──────── Dataset records

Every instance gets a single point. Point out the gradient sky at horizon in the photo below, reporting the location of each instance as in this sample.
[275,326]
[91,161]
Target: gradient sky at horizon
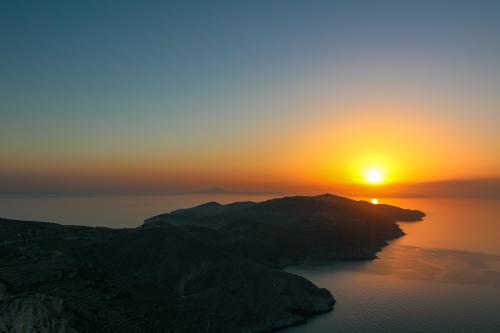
[100,96]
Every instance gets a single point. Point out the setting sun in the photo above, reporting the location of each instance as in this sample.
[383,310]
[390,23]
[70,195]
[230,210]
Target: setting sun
[374,176]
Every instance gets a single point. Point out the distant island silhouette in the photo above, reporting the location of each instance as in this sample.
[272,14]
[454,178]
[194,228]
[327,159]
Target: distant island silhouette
[210,268]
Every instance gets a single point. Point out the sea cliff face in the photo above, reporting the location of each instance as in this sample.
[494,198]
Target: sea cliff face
[212,268]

────────────────

■ **Required work**
Rewrite the lines above with "setting sun" swapped for "sinking sun" everywhere, keeping everything else the same and leaving out the pictures.

■ **Exercise solution**
Every instance gets a single point. Point out the gradient sky at horizon in the photo below, reporting the location of each instance as in this sample.
[275,326]
[91,161]
Target: gradient sky at horizon
[100,96]
Every instance gets a single point. Point out the sinking sun in the photo above, reporting the location of each instance as in this sample.
[383,310]
[390,23]
[70,195]
[230,210]
Target: sinking sun
[374,176]
Every instance gets a single point. Point out the distant island silhouette in the photo above, reporting the location of each instance as in this sample.
[272,14]
[454,178]
[194,228]
[327,159]
Target: distant island silhouette
[210,268]
Every instance gets a single point. Point out the sea cliff face in the photo above, reporting the location of each instance as in this sample.
[494,198]
Target: sea cliff face
[212,268]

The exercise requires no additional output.